_TO DO_:
The reply should repeat all of the data word for word, with no pictures.

═════ ENTRIES SHOWN ═════

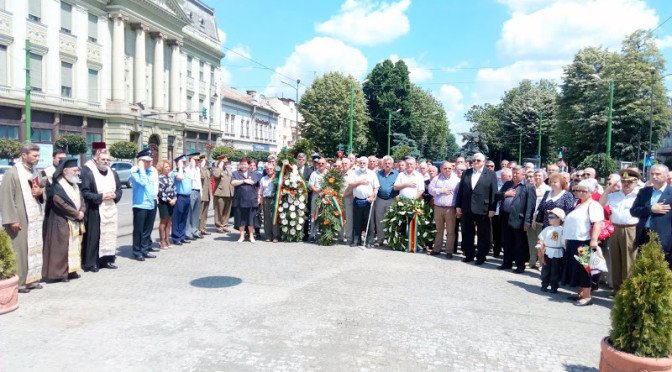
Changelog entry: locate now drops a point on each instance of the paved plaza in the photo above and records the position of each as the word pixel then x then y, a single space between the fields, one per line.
pixel 219 305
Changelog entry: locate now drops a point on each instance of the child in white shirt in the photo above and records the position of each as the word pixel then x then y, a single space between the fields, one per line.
pixel 551 250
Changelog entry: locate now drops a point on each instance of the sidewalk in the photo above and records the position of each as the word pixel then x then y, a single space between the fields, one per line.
pixel 218 305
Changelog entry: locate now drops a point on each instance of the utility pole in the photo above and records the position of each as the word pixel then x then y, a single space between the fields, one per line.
pixel 28 110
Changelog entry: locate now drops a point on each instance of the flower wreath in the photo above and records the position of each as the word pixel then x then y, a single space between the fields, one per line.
pixel 290 203
pixel 329 218
pixel 408 225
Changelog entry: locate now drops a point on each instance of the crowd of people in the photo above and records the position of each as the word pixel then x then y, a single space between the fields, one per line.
pixel 65 218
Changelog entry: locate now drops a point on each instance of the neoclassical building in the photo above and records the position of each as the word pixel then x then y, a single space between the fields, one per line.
pixel 101 64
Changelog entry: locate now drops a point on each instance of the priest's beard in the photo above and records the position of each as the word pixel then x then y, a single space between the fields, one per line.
pixel 74 179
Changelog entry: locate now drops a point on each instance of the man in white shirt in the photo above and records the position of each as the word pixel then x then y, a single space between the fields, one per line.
pixel 410 183
pixel 364 185
pixel 622 248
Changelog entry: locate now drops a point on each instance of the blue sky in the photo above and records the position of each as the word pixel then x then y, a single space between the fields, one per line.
pixel 464 52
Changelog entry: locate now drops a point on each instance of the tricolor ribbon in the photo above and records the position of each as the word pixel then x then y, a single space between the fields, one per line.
pixel 412 232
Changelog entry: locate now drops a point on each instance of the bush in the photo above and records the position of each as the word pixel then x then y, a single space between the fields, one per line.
pixel 603 166
pixel 7 257
pixel 641 318
pixel 9 148
pixel 74 144
pixel 123 150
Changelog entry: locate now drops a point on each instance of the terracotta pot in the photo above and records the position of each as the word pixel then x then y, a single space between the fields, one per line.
pixel 9 294
pixel 612 360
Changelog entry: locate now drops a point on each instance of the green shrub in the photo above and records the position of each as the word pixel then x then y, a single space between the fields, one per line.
pixel 641 318
pixel 7 258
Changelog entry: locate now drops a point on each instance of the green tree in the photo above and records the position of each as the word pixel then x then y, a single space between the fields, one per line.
pixel 388 89
pixel 326 108
pixel 10 148
pixel 74 144
pixel 124 150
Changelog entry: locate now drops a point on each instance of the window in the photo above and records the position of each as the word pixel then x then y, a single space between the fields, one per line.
pixel 66 17
pixel 3 64
pixel 66 79
pixel 35 10
pixel 93 85
pixel 189 63
pixel 35 72
pixel 93 28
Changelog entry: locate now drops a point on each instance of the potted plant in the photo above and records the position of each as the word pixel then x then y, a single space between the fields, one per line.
pixel 9 281
pixel 641 318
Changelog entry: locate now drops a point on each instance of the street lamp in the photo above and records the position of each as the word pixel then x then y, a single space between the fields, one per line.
pixel 389 129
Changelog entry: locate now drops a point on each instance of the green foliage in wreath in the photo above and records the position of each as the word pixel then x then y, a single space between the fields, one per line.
pixel 329 207
pixel 396 221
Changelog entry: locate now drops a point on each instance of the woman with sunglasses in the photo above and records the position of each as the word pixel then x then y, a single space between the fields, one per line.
pixel 582 229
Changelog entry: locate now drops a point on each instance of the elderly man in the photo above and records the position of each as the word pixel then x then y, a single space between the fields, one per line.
pixel 476 205
pixel 517 209
pixel 145 191
pixel 443 188
pixel 364 184
pixel 64 228
pixel 410 184
pixel 386 194
pixel 620 197
pixel 652 207
pixel 101 190
pixel 21 210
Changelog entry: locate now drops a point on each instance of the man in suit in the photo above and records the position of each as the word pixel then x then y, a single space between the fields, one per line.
pixel 652 207
pixel 517 208
pixel 476 205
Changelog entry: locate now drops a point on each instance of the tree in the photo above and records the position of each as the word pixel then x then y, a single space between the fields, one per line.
pixel 386 90
pixel 74 144
pixel 124 150
pixel 10 148
pixel 326 108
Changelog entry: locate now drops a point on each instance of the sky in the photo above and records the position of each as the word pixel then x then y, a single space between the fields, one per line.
pixel 465 52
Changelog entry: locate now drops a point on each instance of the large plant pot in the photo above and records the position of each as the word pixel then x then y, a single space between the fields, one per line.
pixel 9 294
pixel 612 360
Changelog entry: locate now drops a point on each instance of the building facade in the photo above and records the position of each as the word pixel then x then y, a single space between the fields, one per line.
pixel 102 64
pixel 249 122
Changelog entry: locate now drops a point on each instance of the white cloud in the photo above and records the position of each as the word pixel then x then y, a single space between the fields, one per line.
pixel 417 73
pixel 367 22
pixel 314 58
pixel 563 27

═════

_RESULT OF THIS TASK_:
Changelog entry: locate now drops a point on each instance of the paved plaza in the photo above and records the position of each as the word pixel then x then y, a single space between the fields, one per line.
pixel 219 305
Changelog entry: locate now drops a point on each instance of the child in white shirt in the photo above and records the position of each as the word pixel then x then y, a single space between the fields, one per line.
pixel 551 250
Changelog entry: locate now drops a point on each instance of the sidewalk in the photo above and records the position of each as the word pixel then x then y, a single space between the fields, one per line.
pixel 218 305
Changelog entry: locate now drops a point on each instance of the utility pole in the photo above and records the position of each as the word pixel then x then y, a single space between the fields, one per line.
pixel 28 110
Changelog entry: locate now drops a point on each instance of the flower wreath in the photo above and records the position of each as the word pixel then x then y, a single space between the fields, one per line.
pixel 290 203
pixel 329 218
pixel 408 225
Changelog entry: locate now drops a point on each instance of the crowd of people in the photo above and records the position of each as the word pixel then x then y, a single space between the fields, one per line.
pixel 65 218
Changelog entry: locate now drops a point on each instance of the neoclassical building in the photo above and records the position of each as the word pixel then x then y, a single space between the fields, one per line.
pixel 101 64
Changelog entry: locate now drops a point on each instance of the priest's beard in the photo above and records the position of each as the word pixel then x then y, a single space between the fields, one per line.
pixel 74 179
Changelog entry: locate now drops a point on each instance of the man in white shirt in the photo above and records the position of each as the word pixel then x then y, a single space between the fields, one per line.
pixel 410 183
pixel 364 185
pixel 622 248
Changelog entry: locate now drops a point on each instance of the blue sky in the photo above and records the position of each as the word pixel then x then y, a single space between the fields, one per line.
pixel 464 52
Changelog entry: locate now drops a point on each instance of the tricolor ribbon in the photo above and records the position of each as the word pixel then x then y, a single space between the fields, one per line.
pixel 412 232
Changelog entry: locate now drops a point on each instance of the bush in the photo above and records the position of each as the word pixel then x then y, a single space between the fields, one per line.
pixel 603 166
pixel 7 257
pixel 641 318
pixel 9 148
pixel 74 144
pixel 123 150
Changelog entry: locate now drops a point on each instance of the terracotta pot in the photo above and records the position of each as the word pixel then x then y, a single space between the fields, one per line.
pixel 9 294
pixel 612 360
Changelog entry: locate now drops a point on each instance of the green shrub in the photo above and records the position of each as the word pixel then x then y, a single space between the fields, one per line.
pixel 641 318
pixel 7 258
Changelog entry: locate now drops a point on each instance of the green tree in the photo above and records the position of each as the word pixel then x then y, a single space between the fields, one per line.
pixel 388 89
pixel 326 108
pixel 10 148
pixel 74 144
pixel 124 150
Changelog entry: locate now drops a point on each instance of the window in the photo above and records the position of each as the word pixel then x then y, a single space between the fields, one per line.
pixel 66 17
pixel 3 64
pixel 66 79
pixel 35 10
pixel 93 85
pixel 189 63
pixel 35 72
pixel 93 28
Changelog entry: locate now drops a point on each instance of the potted plant in the photo above and records the position of each as the word pixel then x then y, a single space between the fields, one per line.
pixel 9 281
pixel 641 318
Changelog entry: locate now drops a point on each instance of the street lamp in the photo above and records the position of each as the word pixel then x then y, a single space between the fields, one per line.
pixel 389 129
Changelog entry: locate now drops a point on each instance of the green foliage in wreath in the photo above and records the position of each as the word pixel then x then y, a single space between the fields, one per line.
pixel 329 207
pixel 396 221
Changelog entry: locate now drops a point on each instance of the woman with sunglasses in the photo above and records the position of each as the word pixel then x then y, a single space between the fields, one per line.
pixel 582 229
Changelog entry: locate now drops a point on each instance of the elderly man in the photo above and records the position of each as the word pixel then x then y, a single space between the fields, one per line.
pixel 476 205
pixel 517 209
pixel 145 191
pixel 443 188
pixel 364 184
pixel 64 228
pixel 410 184
pixel 386 194
pixel 620 197
pixel 652 207
pixel 101 190
pixel 21 210
Changelog entry: locate now drops a point on each instance of the man in suit in the photo above and records the position of each as the word pixel then x then y, a single space between the fields, one per line.
pixel 652 207
pixel 517 208
pixel 476 205
Changelog entry: locate now drops a point on each instance of the tree in the photo above and records the position of each as the word pixel then x then y, a single space between the fields, one per line.
pixel 386 90
pixel 74 144
pixel 124 150
pixel 10 148
pixel 326 108
Changelog entry: locate now drops a point on each instance of the sky in the photo above and records the position of each as the word pixel then x then y, a single space between the fields, one per line.
pixel 465 52
Changelog entry: locate now drops a point on each instance of the large plant pot in the photo above and records the position of each as the word pixel then x then y, a single space between the fields, one per line.
pixel 9 294
pixel 612 360
Changelog entry: locate now drops a point on each instance of the building facade in the photo above and records the position of each as the word pixel then x then y, a single space between the fields, one per line.
pixel 102 64
pixel 249 122
Changelog entry: locate now drops a point on each instance of the white cloud in the photo above and records the position of each as the word pixel then x then y, a single space between the fields, one per line.
pixel 417 73
pixel 367 22
pixel 314 58
pixel 563 27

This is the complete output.